Exercise objective.
Could you print each line of the material below exactly?

Record excerpts.
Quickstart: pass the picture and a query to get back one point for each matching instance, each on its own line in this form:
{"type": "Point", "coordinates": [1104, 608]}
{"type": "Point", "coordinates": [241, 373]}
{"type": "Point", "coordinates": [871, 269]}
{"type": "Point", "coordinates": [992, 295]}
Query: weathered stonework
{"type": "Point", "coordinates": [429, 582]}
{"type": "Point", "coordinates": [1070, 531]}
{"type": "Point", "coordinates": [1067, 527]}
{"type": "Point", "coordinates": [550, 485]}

Reply.
Quickstart: pass the picture and a query to get back one point for each matching instance, each on its own line in this form:
{"type": "Point", "coordinates": [1104, 608]}
{"type": "Point", "coordinates": [241, 373]}
{"type": "Point", "coordinates": [871, 269]}
{"type": "Point", "coordinates": [992, 295]}
Query: weathered stonework
{"type": "Point", "coordinates": [429, 582]}
{"type": "Point", "coordinates": [1070, 531]}
{"type": "Point", "coordinates": [1067, 527]}
{"type": "Point", "coordinates": [550, 485]}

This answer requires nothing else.